_WHAT TO WORK ON_
Put the items below into a two-column CSV with the headers input and output, one row per item. Place each item's text under input and its answer under output, each in a single quoted field with line breaks replaced by spaces.

_DATA LISTING_
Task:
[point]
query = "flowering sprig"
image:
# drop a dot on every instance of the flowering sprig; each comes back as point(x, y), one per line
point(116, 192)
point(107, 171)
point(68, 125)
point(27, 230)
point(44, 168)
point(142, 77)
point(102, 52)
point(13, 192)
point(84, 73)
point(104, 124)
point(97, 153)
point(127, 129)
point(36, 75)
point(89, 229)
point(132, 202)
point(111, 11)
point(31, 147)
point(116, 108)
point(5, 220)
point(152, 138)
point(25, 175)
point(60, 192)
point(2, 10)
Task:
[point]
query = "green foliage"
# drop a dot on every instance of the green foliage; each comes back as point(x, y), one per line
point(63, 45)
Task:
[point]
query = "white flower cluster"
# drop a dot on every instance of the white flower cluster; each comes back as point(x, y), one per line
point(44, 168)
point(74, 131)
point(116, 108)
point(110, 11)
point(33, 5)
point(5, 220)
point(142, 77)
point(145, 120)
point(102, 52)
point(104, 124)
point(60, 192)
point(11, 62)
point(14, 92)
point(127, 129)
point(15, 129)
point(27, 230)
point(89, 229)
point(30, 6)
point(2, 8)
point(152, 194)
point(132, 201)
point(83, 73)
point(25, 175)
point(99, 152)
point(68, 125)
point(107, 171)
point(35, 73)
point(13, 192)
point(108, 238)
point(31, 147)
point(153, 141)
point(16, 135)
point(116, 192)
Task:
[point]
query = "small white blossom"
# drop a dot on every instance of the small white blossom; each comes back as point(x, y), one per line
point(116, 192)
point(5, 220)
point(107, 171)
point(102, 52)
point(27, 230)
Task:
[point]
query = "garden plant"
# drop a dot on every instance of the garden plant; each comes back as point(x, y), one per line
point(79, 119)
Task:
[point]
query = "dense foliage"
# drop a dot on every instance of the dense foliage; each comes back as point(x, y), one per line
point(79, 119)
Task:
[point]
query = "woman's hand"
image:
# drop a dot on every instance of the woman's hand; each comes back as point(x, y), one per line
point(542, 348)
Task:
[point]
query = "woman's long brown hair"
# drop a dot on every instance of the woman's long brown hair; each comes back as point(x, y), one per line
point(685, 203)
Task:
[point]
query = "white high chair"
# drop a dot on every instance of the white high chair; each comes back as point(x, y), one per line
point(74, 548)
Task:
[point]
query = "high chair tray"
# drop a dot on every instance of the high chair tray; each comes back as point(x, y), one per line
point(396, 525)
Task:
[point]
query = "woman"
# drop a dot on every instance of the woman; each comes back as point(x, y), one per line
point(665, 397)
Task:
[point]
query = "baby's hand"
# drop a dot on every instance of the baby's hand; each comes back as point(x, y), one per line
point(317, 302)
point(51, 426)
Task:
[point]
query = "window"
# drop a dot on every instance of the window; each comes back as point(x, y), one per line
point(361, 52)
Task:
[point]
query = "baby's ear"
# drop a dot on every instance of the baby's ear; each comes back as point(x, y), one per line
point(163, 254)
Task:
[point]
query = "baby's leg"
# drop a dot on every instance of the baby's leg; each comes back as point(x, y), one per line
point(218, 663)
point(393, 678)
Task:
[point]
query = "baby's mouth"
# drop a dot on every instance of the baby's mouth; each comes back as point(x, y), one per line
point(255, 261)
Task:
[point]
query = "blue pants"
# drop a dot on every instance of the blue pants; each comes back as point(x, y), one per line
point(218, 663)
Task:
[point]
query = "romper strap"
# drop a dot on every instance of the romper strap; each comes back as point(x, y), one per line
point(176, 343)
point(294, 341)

_SOLUTION FOR THIS EXERCISE_
input,output
"Task: [point] query = ""flowering sprig"" image: # drop a dot on every instance of the flowering sprig; each comes back as point(x, y), one per line","point(116, 192) point(107, 171) point(68, 125) point(27, 230) point(44, 168) point(142, 77) point(102, 52) point(13, 192) point(84, 73) point(104, 124) point(97, 153) point(127, 129) point(36, 75) point(89, 229) point(132, 202) point(111, 11) point(31, 147) point(116, 108) point(5, 220) point(152, 138) point(25, 175) point(60, 192) point(2, 10)"
"Task: [point] query = ""green foliage"" # drop a dot on every instance of the green foliage; each comes back as point(x, y), one per line","point(63, 45)"
"Task: [point] query = ""white flower cluster"" # drop a dot on every instance of the white flower cluster; each comes back as point(x, y), one per line","point(44, 168) point(74, 131) point(116, 108) point(110, 11) point(33, 5) point(5, 220) point(142, 77) point(145, 120) point(102, 52) point(104, 124) point(60, 192) point(11, 62) point(14, 92) point(127, 129) point(15, 129) point(27, 230) point(89, 229) point(30, 6) point(2, 8) point(152, 194) point(132, 201) point(83, 73) point(25, 175) point(99, 152) point(68, 125) point(107, 171) point(35, 73) point(13, 192) point(108, 238) point(31, 147) point(153, 141) point(16, 135) point(116, 192)"
"Task: [point] query = ""small white blossom"" # drop a dot on every instance of the small white blossom; each comes back as point(x, y), one per line","point(116, 192) point(5, 220) point(107, 171) point(102, 52) point(27, 230)"
"Task: [point] query = ""garden plant"" # drop a dot on every instance of the garden plant; each comes back as point(x, y), one per line","point(79, 119)"
"Task: [point] query = ""dense foliage"" # drop a dot on every instance of the dense foliage; each comes back as point(x, y), one per line","point(79, 119)"
"Task: [point] query = ""woman's hand"" image: # drop a dot on every instance of the woman's hand; each comes back as point(x, y), one per line","point(542, 348)"
"Task: [point] query = ""woman's long brown hair"" # drop a dot on every instance of the woman's long brown hair; each comes back as point(x, y), one per line","point(685, 203)"
"Task: [point] query = ""white high chair"" # drop a dot on every instance of the white high chair; each comes back as point(x, y), one per line","point(74, 548)"
"Task: [point] query = ""high chair tray"" # drop a dot on every instance of the high chair tray; each comes back as point(x, y), one per line","point(396, 525)"
"Task: [point] query = ""woman"" # drop a dot on every instance of the woman; each comes back as point(x, y), one per line","point(665, 397)"
"Task: [point] query = ""baby's hand"" # drop a dot on every instance of the baby's hand; each comes back as point(x, y), one per line","point(317, 302) point(51, 426)"
"Task: [point] query = ""window"" # drop a dot on every instance of the window; each comes back as point(x, y), one per line","point(361, 52)"
"Task: [point] query = ""baby's ear"" # drop a dot on every instance of the baby's ear; each comes back as point(x, y), one per line","point(163, 254)"
"Task: [point] query = ""baby's leg"" # drop a dot on every instance of the baby's leg; each comes back as point(x, y), one per line","point(218, 663) point(393, 678)"
"Task: [point] query = ""baby's mouth"" # drop a dot on every instance of the baby's mouth; each comes back as point(x, y), one per line","point(255, 261)"
"Task: [point] query = ""blue pants"" # drop a dot on every instance of the blue pants; each comes back as point(x, y), one per line","point(218, 663)"
"Task: [point] query = ""romper strap"" # drop a dot on every instance of the romper strap; each comes back as point(x, y), one per line","point(176, 343) point(294, 341)"